[Collected data]
*** Begin section ***

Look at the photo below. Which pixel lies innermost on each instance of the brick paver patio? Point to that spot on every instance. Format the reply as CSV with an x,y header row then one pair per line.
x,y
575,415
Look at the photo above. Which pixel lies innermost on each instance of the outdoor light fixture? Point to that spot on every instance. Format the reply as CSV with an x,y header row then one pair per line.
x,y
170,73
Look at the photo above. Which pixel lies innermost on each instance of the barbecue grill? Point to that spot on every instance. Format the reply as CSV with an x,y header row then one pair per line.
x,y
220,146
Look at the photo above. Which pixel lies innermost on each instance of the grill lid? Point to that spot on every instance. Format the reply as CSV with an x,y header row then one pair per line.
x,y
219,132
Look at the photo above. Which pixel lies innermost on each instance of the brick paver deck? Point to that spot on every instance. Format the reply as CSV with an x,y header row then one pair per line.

*** End section ***

• [Problem requirements]: Emit only the final stretch of the records: the line containing "of the grill" through the end, each line exactly as it stands.

• [Answer to this problem]:
Look at the photo above. Which pixel lies innermost on each instance of the grill lid? Point to that spot on every instance. Format the reply as CSV with an x,y header row then one pair per line.
x,y
219,132
Look at the photo above. Which pixel lies innermost on each instance of the brick paver deck? Point to that spot on every instance. Format the reply as CSV with an x,y header row then one pair per line.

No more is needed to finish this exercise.